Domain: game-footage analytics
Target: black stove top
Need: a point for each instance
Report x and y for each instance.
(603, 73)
*****
YOUR ASSIGNMENT: Give back the lines of the listing from the one with "Target: black stove top" through the end, both included, exactly as written and with nothing added.

ANSWER SECTION:
Target: black stove top
Need: a point for each instance
Report x and y for each instance.
(603, 73)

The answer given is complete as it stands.